— Start Source extract —

They warmed up for 20 years, then the heat source droped away.
It would take years for the to begin to show measurable cooling.
With the PDO now shifting to the cool phase in the northern hemisphere, the cooling will simply continue.
BTW. The cooling of 2008 alone wiped out nearly all of the warming of the last century.
That is pretty signifigant. Even AGW believers have to admit that.
"Cooling?"
Sorry, Gary. That's not what I am seeing. I am still tracking the melt season in the arctic that has a few weeks to go, and I will not be at all surprised if the minimum beats the record for 2007. I am not going to predict the year's stats, but will wait for them to be duly recorded.
I really don't know what has inspired this conviction on your part that the world has entered a "cooling phase". One decade of more-or-less level temperatures that still manage to top the records while all of the natural forcings would suggest that the temperatures should be dropping off of the bottom of the charts is not convincing in my view.
Fern Mackenzie
Ok minimum is past and it
Ok minimum is past and it wasn't remotely close to 2007 which had current changes as a cause. Meanwhile the Antarctic shows 50 years of cooling. How are permafrost depths in the Arctic doing do they show warming? cooling? or diddly?
Is there a limit to how many things can go wrong with a simple theory before you can admit that it may need some revision?
A theory whose predictions fail experimental test must be revised or discarded. I don't think we are at discarded yet but it is about time you realized we have a lot we don't understand here.
Weather and Climate
Former Skeptic,
I mean both weather and climate models. Especially climate models. Given that we cannot model weather more than seven days ahead, how the hell can we even contemplate that climate models that try to predict up to a century ahead are going to be more accurate? The number and interaction of variables that affect climate are far more complex than weather systems. No climate model is accurate and is increasingly being shown to be inaccurate as the cooling climate was not predicted by those climate models. And yet there is a wide view in the scientific community that the earth is about to enter a cooling phase for between 12 and 40 years depending on the research. No climate model has predicted this and the High Priest of modelling (Dr. James Hansen) still insists on dismissing the coming cooling of the climate system.
A "wide view in the scientific community"?
Do say. Is that Bob Carter, Tim Ball and Tim Patterson you're talking about?
I can't quite reconcile this slavish devotion to the notions of a few scientific outliers as a reasonable alternative to the work of the most accomplished people in the field. A few astrophysicist types are saying that the sun is entering a period of inactivity which may give us all a pause from global warming - a period in which we might want to get our act together.

— End Source extract —

_Exercise task 1:_
Name every person in the climate discussion who appears with both a first and a last name.
_Exercise task 2:_
Please carry on the climate discussion, starting right after its final sentence.
The rows have no role in this work.

— Start Information given —

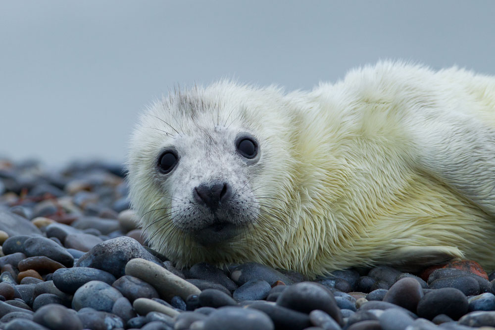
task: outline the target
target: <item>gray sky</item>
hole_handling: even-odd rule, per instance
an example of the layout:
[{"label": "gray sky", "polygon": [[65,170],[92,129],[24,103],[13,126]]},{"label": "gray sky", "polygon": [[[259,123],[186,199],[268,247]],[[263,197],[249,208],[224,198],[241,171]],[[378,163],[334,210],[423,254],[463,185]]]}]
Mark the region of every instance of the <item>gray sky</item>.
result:
[{"label": "gray sky", "polygon": [[490,0],[1,0],[0,154],[123,161],[177,84],[308,89],[385,58],[495,74],[494,17]]}]

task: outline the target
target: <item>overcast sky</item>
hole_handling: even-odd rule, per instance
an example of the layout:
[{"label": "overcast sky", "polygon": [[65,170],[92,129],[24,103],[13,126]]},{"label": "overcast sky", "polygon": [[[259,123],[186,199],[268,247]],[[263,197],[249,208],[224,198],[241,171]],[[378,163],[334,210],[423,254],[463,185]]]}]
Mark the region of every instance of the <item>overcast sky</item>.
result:
[{"label": "overcast sky", "polygon": [[379,59],[495,74],[495,1],[1,0],[0,154],[122,161],[178,84],[287,90]]}]

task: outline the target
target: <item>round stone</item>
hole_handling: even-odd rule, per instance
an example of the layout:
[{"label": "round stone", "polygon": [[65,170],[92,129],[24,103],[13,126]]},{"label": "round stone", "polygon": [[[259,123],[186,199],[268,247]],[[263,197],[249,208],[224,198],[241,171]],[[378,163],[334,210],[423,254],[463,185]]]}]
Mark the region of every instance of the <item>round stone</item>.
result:
[{"label": "round stone", "polygon": [[319,309],[328,313],[342,325],[342,315],[335,298],[326,287],[312,282],[301,282],[290,285],[277,299],[277,304],[303,313]]},{"label": "round stone", "polygon": [[84,307],[91,307],[97,311],[109,312],[117,299],[122,296],[118,290],[106,283],[92,281],[76,291],[72,308],[78,311]]},{"label": "round stone", "polygon": [[[147,251],[137,240],[125,236],[109,239],[95,246],[80,258],[75,266],[98,268],[119,278],[132,275],[126,274],[125,269],[129,261],[134,258],[146,259],[162,268],[158,266],[162,264],[161,261]],[[150,282],[154,281],[151,280]]]},{"label": "round stone", "polygon": [[236,283],[223,271],[205,262],[199,263],[193,266],[189,270],[189,277],[217,283],[231,291],[237,288]]},{"label": "round stone", "polygon": [[242,285],[251,280],[263,280],[271,285],[277,281],[285,284],[292,284],[293,281],[278,271],[255,262],[248,262],[236,267],[230,278],[238,285]]},{"label": "round stone", "polygon": [[432,320],[437,315],[445,314],[458,320],[468,311],[469,303],[462,291],[452,287],[434,290],[425,295],[418,304],[420,317]]},{"label": "round stone", "polygon": [[45,256],[66,267],[72,267],[74,257],[65,249],[45,237],[32,237],[24,242],[24,253],[28,257]]},{"label": "round stone", "polygon": [[33,320],[53,330],[81,330],[83,324],[72,309],[55,304],[46,305],[35,313]]},{"label": "round stone", "polygon": [[383,300],[415,312],[423,295],[423,289],[419,283],[415,279],[405,277],[390,287]]},{"label": "round stone", "polygon": [[476,295],[480,293],[480,285],[471,276],[455,276],[436,280],[430,283],[432,289],[454,287],[461,290],[465,295]]},{"label": "round stone", "polygon": [[132,302],[138,298],[159,298],[156,289],[138,278],[125,275],[116,281],[112,286]]},{"label": "round stone", "polygon": [[128,262],[125,273],[151,284],[165,299],[179,296],[185,301],[189,295],[201,293],[199,289],[183,279],[144,259],[134,259]]},{"label": "round stone", "polygon": [[495,295],[485,292],[471,297],[467,300],[469,303],[469,311],[495,311]]},{"label": "round stone", "polygon": [[225,292],[215,289],[206,289],[199,295],[199,304],[217,308],[224,306],[235,306],[237,303]]},{"label": "round stone", "polygon": [[134,308],[134,310],[141,315],[146,315],[150,312],[158,312],[174,317],[179,314],[179,312],[173,308],[147,298],[138,298],[134,300],[132,307]]},{"label": "round stone", "polygon": [[238,301],[261,300],[266,298],[271,288],[266,281],[251,280],[239,286],[234,291],[232,297]]},{"label": "round stone", "polygon": [[61,291],[73,294],[83,284],[99,281],[111,284],[115,281],[112,274],[96,268],[72,267],[58,269],[53,273],[53,284]]}]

— End Information given —

_Output 1:_
Fern Mackenzie
James Hansen
Bob Carter
Tim Ball
Tim Patterson

_Output 2:_
But, aside from the largely unattributed rantings of people like Christopher Walter (the lurid Viscount Monckton of Brenchley, Dip. Journalism), I don't know of anybody who is claiming that cooling is in the forecast.
Perhaps you can enlighten us.
The ad hominem attacks on
The ad hominem attacks on scientists who do not share your bias is not really very impressive. The issue that was being mentioned, solar activity, is being widely discussed in the astronomy literature. Since it fits historic and paleo temperature records far better than carbon dioxide concentration ever has, it can not be brushed aside just because it doesn't fit your established hypothesis.
A large number of prominent astronomers from Russia to Denmark to Israel have suggested that the sun is perhaps entering a cool down because of a large variety of observational data. If you don't know of anyone who suggests a cooling is in the forcast, that just means you aren't paying attention. Even the head of the IPCC is now suggesting exactly that.
Just a few of many
Four scientists: Global Warming Out, Global Cooling In
http://wattsupwiththat.wordpress.com/2008/07/12/four-scientists-global-warming-out-global-cooling-in/
The Cooling Earth
By Stephen Murgatroyd, Innovation, Change and Development
http://icecap.us/index.php/go/political-climate/the_cooling_earth/
12 Factors Affect Earth's Temperature; Global Cooling Could be Greater Concern
http://journal.bigskybusiness.com/index.php?name=News&file=article&sid=148
Climate Similar to the 1800s Within the Next 15 Years: First Stage of Global Cooling During 2008/09
By David Dilley, Meteorologist
http://icecap.us/index.php/go/joes-blog/climate_similar_to_the_1800s_within_the_next_15_years_first_stage_of_global/
Shifting of the Pacific Decadal Oscillation from its warm mode to cool mode assures global cooling for the next three decades.
Don J. Easterbrook, Dept. of Geology, Western Washington University, Bellingham, WA
http://icecap.us/images/uploads/WashingtonPolicymakersaddress.pdf
Actually,
I have found it interesting that even during years that one would reasonably expect to have been cooler than normal (due to all of that el nino/la Nina stuff), the last decade has included most of the hottest years ever recorded. If we were really in a cooling trend, should it have gotten much cooler, and not merely flattened out?
Fern Mackenzie
Actually The two la nina
Actually
The two la nina events since 1998 have been dramatically cooler even cooler than the so called mean temperature we are always comparing to. (Which for some reason is based on 1940 to 1970 which we know to have been a period of cooling.)
VJ
VJ,
Climate modelling is no more accurate here in Australia than anywhere else. When will people understand that there actually was variability in weather prior to industrialisation. Every vagary of weather these days is blamed on AGW. Sure, get enough weather variability and the models will be right (maybe 2 times out of 10?).
It is nonsense to even think that the weather today is somehow more extreme than 100 years ago. There is no empirical evidence of it and model outcomes are not empirical evidence.
Weather /= climate
But there is a difference between weather (your day-to-day variation in temp, precip etc.) and climate (the long term average of temp. precip i.e. ~30 year time series), yes?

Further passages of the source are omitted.